● **Task goal**: Retype all of the data below word for word, omitting the pictures.
##### Exercise inputs
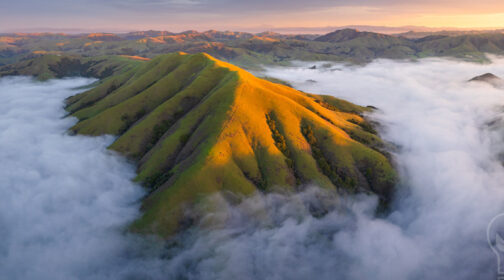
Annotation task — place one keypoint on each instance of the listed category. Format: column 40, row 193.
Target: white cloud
column 64, row 200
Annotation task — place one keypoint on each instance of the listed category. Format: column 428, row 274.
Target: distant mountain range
column 253, row 50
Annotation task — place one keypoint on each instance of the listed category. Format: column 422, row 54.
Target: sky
column 243, row 15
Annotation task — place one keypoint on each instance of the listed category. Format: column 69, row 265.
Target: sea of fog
column 65, row 201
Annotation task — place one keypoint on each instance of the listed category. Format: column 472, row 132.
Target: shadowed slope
column 198, row 125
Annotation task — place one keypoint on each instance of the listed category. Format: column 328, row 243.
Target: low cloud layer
column 451, row 187
column 65, row 200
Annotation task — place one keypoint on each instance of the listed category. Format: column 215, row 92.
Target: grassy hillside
column 197, row 125
column 57, row 66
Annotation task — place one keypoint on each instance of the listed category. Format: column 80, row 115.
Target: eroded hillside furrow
column 197, row 126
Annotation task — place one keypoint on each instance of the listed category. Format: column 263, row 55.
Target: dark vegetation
column 338, row 176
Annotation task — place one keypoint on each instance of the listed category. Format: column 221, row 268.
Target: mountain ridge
column 197, row 126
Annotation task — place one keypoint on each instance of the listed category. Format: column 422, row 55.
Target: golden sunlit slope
column 197, row 125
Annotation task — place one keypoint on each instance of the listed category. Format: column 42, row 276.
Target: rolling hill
column 197, row 126
column 253, row 50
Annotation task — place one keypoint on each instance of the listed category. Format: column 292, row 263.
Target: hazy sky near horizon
column 178, row 15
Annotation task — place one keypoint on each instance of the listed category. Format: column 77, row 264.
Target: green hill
column 197, row 125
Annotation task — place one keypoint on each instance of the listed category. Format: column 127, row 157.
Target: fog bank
column 64, row 200
column 449, row 135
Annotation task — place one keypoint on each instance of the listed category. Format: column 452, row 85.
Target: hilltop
column 196, row 126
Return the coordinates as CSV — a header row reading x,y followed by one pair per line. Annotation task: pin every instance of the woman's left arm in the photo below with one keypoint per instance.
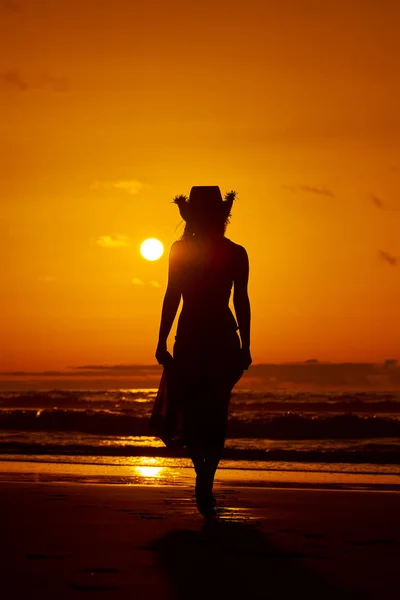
x,y
171,302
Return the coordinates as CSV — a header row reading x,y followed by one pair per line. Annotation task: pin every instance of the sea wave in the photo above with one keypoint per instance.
x,y
386,454
289,425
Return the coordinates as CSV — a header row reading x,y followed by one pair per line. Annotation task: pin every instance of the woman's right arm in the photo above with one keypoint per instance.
x,y
241,303
170,304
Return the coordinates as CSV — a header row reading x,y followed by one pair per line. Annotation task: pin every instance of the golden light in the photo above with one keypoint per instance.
x,y
149,471
151,249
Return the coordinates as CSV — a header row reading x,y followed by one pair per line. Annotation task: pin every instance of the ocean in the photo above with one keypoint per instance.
x,y
348,432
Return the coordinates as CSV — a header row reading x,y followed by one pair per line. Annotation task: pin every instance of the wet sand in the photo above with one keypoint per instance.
x,y
78,540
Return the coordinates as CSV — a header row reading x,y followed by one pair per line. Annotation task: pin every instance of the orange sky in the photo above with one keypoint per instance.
x,y
113,107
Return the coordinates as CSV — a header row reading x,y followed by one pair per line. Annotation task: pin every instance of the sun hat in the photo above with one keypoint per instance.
x,y
205,199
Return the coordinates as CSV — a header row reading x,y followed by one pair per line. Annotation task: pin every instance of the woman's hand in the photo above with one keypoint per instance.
x,y
162,354
246,358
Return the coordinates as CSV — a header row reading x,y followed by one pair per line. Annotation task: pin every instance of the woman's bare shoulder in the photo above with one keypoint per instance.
x,y
236,249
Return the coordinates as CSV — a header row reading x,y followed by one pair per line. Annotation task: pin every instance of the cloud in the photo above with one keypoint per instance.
x,y
309,189
391,260
131,186
10,5
14,80
319,191
379,204
118,241
377,201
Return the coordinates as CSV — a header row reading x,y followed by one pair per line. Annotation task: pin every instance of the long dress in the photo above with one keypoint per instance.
x,y
207,346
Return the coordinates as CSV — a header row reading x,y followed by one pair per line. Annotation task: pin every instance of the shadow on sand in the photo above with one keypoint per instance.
x,y
235,560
##########
● **Exercise result**:
Annotation task — place one keypoint on each instance of the listed category. Format: column 40, row 193.
Target: white cloud
column 64, row 200
Annotation task — place one keypoint on each instance of the listed category. Format: column 428, row 274.
Target: distant mountain range
column 253, row 50
Annotation task — place one keypoint on each instance of the listed category. Format: column 422, row 54.
Target: sky
column 243, row 15
Annotation task — place one keypoint on each instance of the listed category. Format: column 69, row 265.
Target: sea of fog
column 65, row 201
Annotation task — place one keypoint on each instance of the listed category. Format: column 472, row 132.
Target: shadowed slope
column 198, row 125
Annotation task — place one keypoint on each instance of the listed category. Format: column 328, row 243.
Target: low cloud layer
column 451, row 187
column 65, row 200
Annotation task — place one keypoint on each instance of the listed category. Format: column 215, row 92.
Target: grassy hillside
column 197, row 125
column 57, row 66
Annotation task — place one keypoint on each instance of the listed category. Format: column 80, row 115.
Target: eroded hillside furrow
column 197, row 126
Annotation task — place one keypoint on each instance of the listed category. Format: column 263, row 55.
Target: dark vegetation
column 338, row 176
Annotation task — place one keypoint on each instance of the listed category. Format: column 221, row 268.
Target: mountain ridge
column 197, row 126
Annotation task — place one keypoint on each instance of the listed category. Format: column 422, row 55.
Target: golden sunlit slope
column 197, row 125
Annotation task — place one keypoint on each instance of the listed category. Format: column 42, row 276.
Target: rolling hill
column 197, row 126
column 253, row 50
Annotation task — place one keypoint on each instance of the listed category. Format: column 292, row 263.
Target: hazy sky near horizon
column 178, row 15
Annotation task — place one keypoint on each instance of the listed category. Format: column 77, row 264.
Target: green hill
column 197, row 125
Annotation task — place one keypoint on each instance of the listed category. Format: column 127, row 157.
Target: fog bank
column 64, row 200
column 449, row 135
Annotation task — place one keypoint on each instance of the listed category. Format: column 452, row 85.
Target: hilltop
column 196, row 126
Return the coordinates as CSV — a header row reading x,y followed by one pair per line. Annotation task: pin every instance of the woman's left arm in the photo below with one keypoint per instance.
x,y
171,302
Return the coordinates as CSV — a header row reading x,y followed by one pair per line. Annotation task: pin every instance of the sea wave in the photo above with one keypoint per instance.
x,y
386,454
289,425
Return the coordinates as CSV — a header row reading x,y followed by one pair per line. Annotation task: pin every instance of the woman's right arm in the photo above with one keypoint per instance.
x,y
241,303
170,304
Return the coordinates as CSV — a header row reading x,y followed by one pair per line. Annotation task: pin every instance of the golden light in the photo above with one keypoint per instance.
x,y
149,471
151,249
Return the coordinates as CSV — a header row reading x,y followed by one pair per line. Annotation task: pin every instance of the ocean in the photo above with one keypoint per instance.
x,y
348,432
Return the coordinates as CSV — a header row reading x,y followed by one pair per line. Annotation task: pin every instance of the wet sand in the photo above with one keypoint per instance.
x,y
78,540
Return the coordinates as CSV — a header row reading x,y followed by one pair per line. Annotation task: pin every instance of the orange sky in the photo above with one keypoint per instance.
x,y
113,107
Return the coordinates as CSV — a header row reading x,y followed by one pair per line. Annotation task: pin every instance of the sun hat in the photo above with one keypoint per instance.
x,y
205,199
Return the coordinates as CSV — a header row reading x,y followed by one pair per line. Annotation task: pin every instance of the woman's hand in the photo above with one keypoint per instance.
x,y
162,354
246,358
Return the coordinates as CSV — a header row reading x,y followed by one pair per line. Annotation task: pin every instance of the woman's bare shoulder in the photo above with one keypoint per instance.
x,y
236,249
Return the coordinates as CSV — a header row reading x,y followed by one pair per line. Annotation task: pin every instance of the cloud in the photo above with one keypoint per instance.
x,y
309,189
391,260
131,186
10,5
14,80
319,191
379,204
118,241
377,201
Return the coordinates as CSV — a header row reading x,y followed by one pair per line. Annotation task: pin every instance of the long dress in the photo above with one keypoint per instance.
x,y
207,346
Return the coordinates as CSV — a header row reading x,y followed by one pair per line. Annotation task: pin every instance of the shadow on sand in the photo above with one keypoint per instance.
x,y
235,560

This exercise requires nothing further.